= STATED PROBLEM A =
In the passage on MIPS assembly branching, what is given as the opposite of <= (le)?

= EXTRACTED TEXT =
----------------

In the general case, you use 2 branches that go to past the if() body. If either one is taken, the if body doesn't run. In assembly, you usually want to use the negation of the C condition, because you're jumping past the loop body so it doesn't run. Your later version does it backwards so also need unconditional j instructions, making your code extra complicated.

The opposite of <= (le) is > (gt). For C written to use inclusive ranges (le and ge), asm using the same numerical values should branch on the opposite conditions using exclusive ranges (that exclude the equal case). Or you can adjust your constants and bge $t0, '9'+1 or whatever, which can be useful right at the end of what fits into a 16-bit immediate.

# this does assemble with MARS or clang, handling pseudo-instructions
# and I think it's correct.
IsDigit:
    lb  $t0, ($a0)    # obtain the character

    blt   $t0, '0', too_low    # if(   $t0 >= '0'  
    bgt   $t0, '9', too_high   #    && $t0 <= '9')
      # fall through into the if body
    li    $v0, 1
    jr    $ra                    # return 1

too_low:
too_high:                    # } else {
    li    $v0, 0

#end_of_else:
    jr    $ra                # return 0

If this wasn't at the end of a function, you could j end_of_else from the end of the if body to jump over the else block. Or in this case, we could have put the li $v0, 0 ahead of the first blt, to fill the load delay slot instead of stalling the pipeline. (Of course a real MIPS also has branch-delay slots, and you can't have back-to-back branches. But bgt is a pseudo-instruction anyway so there aren't wouldn't really be back-to-back branches.)

Also, instead of jumping to a common jr $ra, I simply duplicated the jr $ra into the other return path. If you had more cleanup to do, you might jump to one common return path. Otherwise tail duplication is a good thing to simplify the branching.


In this specific case, your conditions are related: you're doing a range-check so you only need 1 sub and then 1 unsigned-compare against the length of the range. See What is the idea behind ^= 32, that converts lowercase letters to upper and vice versa? for more about range-checks on ASCII characters.

----------------

[Extracted records]
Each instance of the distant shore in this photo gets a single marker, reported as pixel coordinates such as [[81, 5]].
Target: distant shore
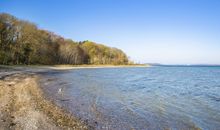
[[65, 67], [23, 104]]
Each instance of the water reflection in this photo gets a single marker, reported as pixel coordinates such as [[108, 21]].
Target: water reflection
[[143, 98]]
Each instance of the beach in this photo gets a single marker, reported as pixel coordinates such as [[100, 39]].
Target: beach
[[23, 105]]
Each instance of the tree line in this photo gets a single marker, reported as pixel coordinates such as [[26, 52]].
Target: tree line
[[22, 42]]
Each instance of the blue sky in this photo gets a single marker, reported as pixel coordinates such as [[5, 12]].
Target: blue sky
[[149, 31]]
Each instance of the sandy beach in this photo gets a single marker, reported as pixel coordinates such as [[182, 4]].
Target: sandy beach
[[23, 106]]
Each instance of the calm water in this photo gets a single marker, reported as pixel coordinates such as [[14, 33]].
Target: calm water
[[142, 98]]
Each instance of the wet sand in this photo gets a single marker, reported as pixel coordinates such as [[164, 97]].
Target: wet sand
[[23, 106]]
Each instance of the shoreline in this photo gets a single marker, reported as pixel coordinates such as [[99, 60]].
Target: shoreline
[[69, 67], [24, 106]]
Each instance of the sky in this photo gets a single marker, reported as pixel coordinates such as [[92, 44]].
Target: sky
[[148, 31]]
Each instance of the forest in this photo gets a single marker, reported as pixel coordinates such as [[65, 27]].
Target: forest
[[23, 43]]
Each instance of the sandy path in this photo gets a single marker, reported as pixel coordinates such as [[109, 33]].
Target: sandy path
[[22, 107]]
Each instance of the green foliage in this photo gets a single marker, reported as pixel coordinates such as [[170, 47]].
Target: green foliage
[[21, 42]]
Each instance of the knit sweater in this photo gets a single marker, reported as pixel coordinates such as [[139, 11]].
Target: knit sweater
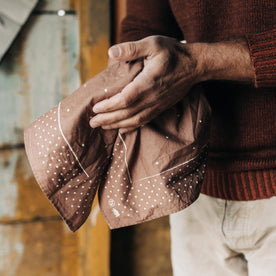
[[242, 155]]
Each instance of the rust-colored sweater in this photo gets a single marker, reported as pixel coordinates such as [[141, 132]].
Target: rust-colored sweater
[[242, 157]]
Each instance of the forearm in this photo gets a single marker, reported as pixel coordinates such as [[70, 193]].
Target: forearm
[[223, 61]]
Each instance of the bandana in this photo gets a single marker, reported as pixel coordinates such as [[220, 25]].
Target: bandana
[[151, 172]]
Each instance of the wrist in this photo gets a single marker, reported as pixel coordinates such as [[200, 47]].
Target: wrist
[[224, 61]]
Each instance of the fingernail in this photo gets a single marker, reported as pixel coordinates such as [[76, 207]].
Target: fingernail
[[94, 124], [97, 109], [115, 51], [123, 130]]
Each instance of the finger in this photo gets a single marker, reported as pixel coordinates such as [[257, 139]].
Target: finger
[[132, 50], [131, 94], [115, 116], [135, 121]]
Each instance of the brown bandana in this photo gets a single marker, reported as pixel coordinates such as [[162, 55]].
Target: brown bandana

----------------

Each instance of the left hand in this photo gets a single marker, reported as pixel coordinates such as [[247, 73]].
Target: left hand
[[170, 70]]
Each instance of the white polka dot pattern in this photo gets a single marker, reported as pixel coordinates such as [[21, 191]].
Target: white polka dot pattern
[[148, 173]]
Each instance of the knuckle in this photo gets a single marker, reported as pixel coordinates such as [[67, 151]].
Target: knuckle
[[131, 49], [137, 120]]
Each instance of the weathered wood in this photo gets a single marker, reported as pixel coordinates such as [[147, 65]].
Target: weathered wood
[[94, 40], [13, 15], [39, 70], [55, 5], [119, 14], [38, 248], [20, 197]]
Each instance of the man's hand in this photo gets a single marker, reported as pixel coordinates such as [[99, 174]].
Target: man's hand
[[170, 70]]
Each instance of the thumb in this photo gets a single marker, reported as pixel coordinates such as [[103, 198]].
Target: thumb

----------------

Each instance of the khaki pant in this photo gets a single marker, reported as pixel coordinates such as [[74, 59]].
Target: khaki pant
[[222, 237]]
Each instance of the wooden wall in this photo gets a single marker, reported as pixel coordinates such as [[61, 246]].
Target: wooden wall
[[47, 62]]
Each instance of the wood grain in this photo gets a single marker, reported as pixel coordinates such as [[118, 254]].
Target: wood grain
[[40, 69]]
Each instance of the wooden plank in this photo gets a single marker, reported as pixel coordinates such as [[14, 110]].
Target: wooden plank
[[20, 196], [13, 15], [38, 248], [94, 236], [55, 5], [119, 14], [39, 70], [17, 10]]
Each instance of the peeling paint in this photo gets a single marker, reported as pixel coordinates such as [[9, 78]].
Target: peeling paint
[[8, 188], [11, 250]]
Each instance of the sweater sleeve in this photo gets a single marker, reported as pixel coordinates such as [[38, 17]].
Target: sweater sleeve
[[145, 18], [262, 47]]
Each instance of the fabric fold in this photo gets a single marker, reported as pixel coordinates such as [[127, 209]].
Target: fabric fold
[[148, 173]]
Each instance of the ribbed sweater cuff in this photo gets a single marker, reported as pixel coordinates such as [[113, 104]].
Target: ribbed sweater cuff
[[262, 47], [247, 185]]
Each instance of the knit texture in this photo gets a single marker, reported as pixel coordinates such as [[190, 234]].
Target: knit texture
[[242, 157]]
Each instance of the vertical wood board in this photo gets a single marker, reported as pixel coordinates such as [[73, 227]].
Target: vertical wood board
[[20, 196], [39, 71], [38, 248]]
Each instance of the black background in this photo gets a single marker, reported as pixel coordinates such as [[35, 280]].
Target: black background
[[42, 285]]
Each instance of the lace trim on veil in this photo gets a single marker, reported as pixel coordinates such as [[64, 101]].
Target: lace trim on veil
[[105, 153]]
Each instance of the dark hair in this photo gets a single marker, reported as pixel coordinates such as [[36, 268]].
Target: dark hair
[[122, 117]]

----------------

= STATED PROBLEM B =
From the listing, quote the part that opens with the line containing "Each instance of the khaki" and closes with the line containing "[[262, 47], [247, 185]]", keeping both of those lines.

= CORRECT ANSWER A =
The opposite of <= (le) is > (gt).

= CORRECT ANSWER B =
Each instance of the khaki pant in this photo gets a single marker, reported as pixel coordinates such as [[74, 59]].
Target: khaki pant
[[222, 237]]
Each instance of the wooden wall in this photo gets a single marker, reported as pixel coordinates such as [[61, 246]].
Target: wooden wall
[[47, 62]]
Each instance of the wood grain in this photo gets a single marker, reported as pixel coordinates such as [[118, 254]].
Target: wood grain
[[40, 69]]
Each instance of the wooden plank in this photo gets a single marker, reported as pixel coordinates such as [[14, 110]].
Target: wooden plank
[[20, 196], [13, 15], [38, 248], [94, 236], [55, 5], [119, 14], [39, 70], [17, 10]]
Each instance of the peeling paint in this photo gets a single marker, reported as pixel coordinates such as [[9, 78]].
Target: peeling paint
[[8, 188], [11, 250]]
Each instance of the sweater sleeve in this photo gets a single marker, reported as pixel coordinates such as [[38, 17]].
Target: sweater sleeve
[[145, 18], [262, 47]]
Each instance of the fabric fold in this photo gets a single marker, reported as pixel coordinates such as [[127, 209]].
Target: fabric fold
[[148, 173]]
Each instance of the ribbed sweater cuff in this photo gets a single marker, reported as pixel coordinates such as [[113, 104]].
Target: ribbed sweater cuff
[[262, 47], [247, 185]]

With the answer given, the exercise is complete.